TASK TO CARRY OUT:
Please answer these questions from the talk page:
1. Which room is the talk in?
2. What audience level is the talk meant for?
3. Which company does the speaker work for as an ML Developer Advocate?
--- TEXT SECTION Enclosed Below ---
Talk

Speeding up Whisper for speech recognition by 10x - Optimisations and walkthrough

Friday, May 24

11:40 - 12:25
RoomSpaghetti
LanguageEnglish
Audience levelAdvanced
Elevator pitch

Late last year, we sped up Whisper (https://github.com/Vaibhavs10/insanely-fast-whisper) by 10x. It involved a lot of hacking (like flash attention, batching, torch.compile, etc) and tricks that can be implemented in other models, too. Join me as I walk through those optimisations and tricks.

Abstract

In this talk, we’ll brush upon optimisations that can help you speed up your PyTorch models. We’ll primarily look at the following optimisations:

  1. Flash Attention - faster attention (1 & 2)
  2. Torch.compile()
  3. Chunking/ batching your inputs
  4. Torchaudio pre-processing
  5. half-precison inference

By the end of this talk you’d have learnt more about how to make your existing LLMs/ PyTorch models faster and better.

TagsMachine-Learning, Deep Learning
Participant

Vaibhav Srivastav

I’m an ML Developer Advocate at Hugging Face focusing on extracting better insights from Text + Audio.

I’ve been a freelancer, tax analyst, consultant, tech speaker and advisor for five years. In the past three years, I’ve invested significant time volunteering for open source and science organisations like Hugging Face, EuroPython, PyCons across APAC, Google Cloud Delhi, and Facebook Developer Circles.

Delhi native, I now live in Germany!
--- End of Enclosed TEXT SECTION ---
--- INFORMATION SUPPLIED Enclosed Below ---
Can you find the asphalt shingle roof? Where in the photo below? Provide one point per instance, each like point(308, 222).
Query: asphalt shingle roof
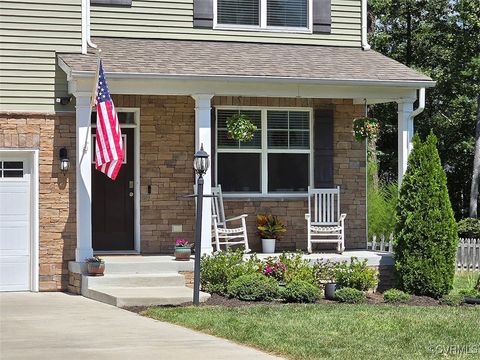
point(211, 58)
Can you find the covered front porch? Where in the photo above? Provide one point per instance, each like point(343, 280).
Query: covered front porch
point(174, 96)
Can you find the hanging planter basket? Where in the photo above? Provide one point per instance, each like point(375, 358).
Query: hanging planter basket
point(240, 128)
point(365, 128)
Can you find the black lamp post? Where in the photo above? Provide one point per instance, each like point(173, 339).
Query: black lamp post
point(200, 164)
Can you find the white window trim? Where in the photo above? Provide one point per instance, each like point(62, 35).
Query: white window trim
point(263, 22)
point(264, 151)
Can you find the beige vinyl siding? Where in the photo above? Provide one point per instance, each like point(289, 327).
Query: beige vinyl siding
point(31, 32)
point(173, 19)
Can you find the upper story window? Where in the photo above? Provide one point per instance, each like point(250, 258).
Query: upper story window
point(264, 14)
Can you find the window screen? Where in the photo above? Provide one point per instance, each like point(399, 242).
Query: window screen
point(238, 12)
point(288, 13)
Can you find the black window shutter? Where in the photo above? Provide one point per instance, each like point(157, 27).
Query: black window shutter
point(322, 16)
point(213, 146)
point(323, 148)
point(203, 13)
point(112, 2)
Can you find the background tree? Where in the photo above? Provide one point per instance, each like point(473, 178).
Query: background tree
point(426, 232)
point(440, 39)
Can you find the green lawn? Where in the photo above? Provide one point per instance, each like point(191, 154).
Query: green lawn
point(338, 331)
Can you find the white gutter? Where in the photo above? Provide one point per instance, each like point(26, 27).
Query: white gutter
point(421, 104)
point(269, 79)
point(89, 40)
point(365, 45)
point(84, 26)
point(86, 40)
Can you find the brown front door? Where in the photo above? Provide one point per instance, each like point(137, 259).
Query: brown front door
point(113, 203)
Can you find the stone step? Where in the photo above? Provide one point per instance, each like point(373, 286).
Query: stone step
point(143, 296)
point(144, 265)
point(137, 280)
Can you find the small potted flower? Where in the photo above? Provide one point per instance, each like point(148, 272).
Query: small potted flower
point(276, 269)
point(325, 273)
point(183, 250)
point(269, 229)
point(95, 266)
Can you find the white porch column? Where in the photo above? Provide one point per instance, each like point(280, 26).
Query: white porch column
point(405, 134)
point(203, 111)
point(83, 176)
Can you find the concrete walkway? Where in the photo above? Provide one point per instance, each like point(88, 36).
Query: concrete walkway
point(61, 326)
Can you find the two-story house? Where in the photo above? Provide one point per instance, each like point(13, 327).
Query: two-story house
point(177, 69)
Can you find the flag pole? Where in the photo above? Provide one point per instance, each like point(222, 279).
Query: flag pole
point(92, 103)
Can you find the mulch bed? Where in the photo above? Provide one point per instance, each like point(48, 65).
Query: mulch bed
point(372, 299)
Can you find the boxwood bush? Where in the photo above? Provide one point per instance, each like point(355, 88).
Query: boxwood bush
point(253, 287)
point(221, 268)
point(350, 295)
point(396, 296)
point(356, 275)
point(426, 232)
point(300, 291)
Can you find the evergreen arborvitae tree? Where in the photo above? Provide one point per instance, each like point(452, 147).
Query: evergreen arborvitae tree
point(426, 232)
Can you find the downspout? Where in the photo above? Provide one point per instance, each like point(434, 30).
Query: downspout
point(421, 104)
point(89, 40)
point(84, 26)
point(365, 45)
--- End of Enclosed INFORMATION SUPPLIED ---
--- INFORMATION SUPPLIED Enclosed Below ---
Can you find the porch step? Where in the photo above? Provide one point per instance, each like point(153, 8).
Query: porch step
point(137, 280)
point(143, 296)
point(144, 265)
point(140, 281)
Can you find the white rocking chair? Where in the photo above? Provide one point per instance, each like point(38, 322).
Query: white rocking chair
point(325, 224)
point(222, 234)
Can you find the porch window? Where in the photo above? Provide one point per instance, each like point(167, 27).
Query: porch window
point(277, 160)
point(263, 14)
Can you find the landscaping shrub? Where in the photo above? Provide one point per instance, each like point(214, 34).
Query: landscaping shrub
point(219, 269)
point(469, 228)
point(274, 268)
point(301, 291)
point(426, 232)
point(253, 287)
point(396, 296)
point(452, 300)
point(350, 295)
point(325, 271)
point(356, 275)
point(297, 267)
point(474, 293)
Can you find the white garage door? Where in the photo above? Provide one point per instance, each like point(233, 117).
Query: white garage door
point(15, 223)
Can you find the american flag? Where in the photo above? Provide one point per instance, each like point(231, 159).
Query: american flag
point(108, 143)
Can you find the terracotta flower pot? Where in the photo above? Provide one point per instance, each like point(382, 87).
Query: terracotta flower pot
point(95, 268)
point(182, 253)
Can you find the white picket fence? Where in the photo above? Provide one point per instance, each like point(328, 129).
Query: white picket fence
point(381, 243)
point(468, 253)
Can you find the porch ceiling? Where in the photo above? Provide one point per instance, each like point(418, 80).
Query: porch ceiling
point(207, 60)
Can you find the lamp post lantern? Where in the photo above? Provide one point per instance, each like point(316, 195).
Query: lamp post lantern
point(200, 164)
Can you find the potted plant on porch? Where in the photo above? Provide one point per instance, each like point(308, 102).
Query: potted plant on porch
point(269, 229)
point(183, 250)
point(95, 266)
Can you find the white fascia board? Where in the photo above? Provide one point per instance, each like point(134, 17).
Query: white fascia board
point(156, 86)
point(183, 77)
--- End of Enclosed INFORMATION SUPPLIED ---
OUTPUT FOR THIS TASK:
1. Spaghetti
2. Advanced
3. Hugging Face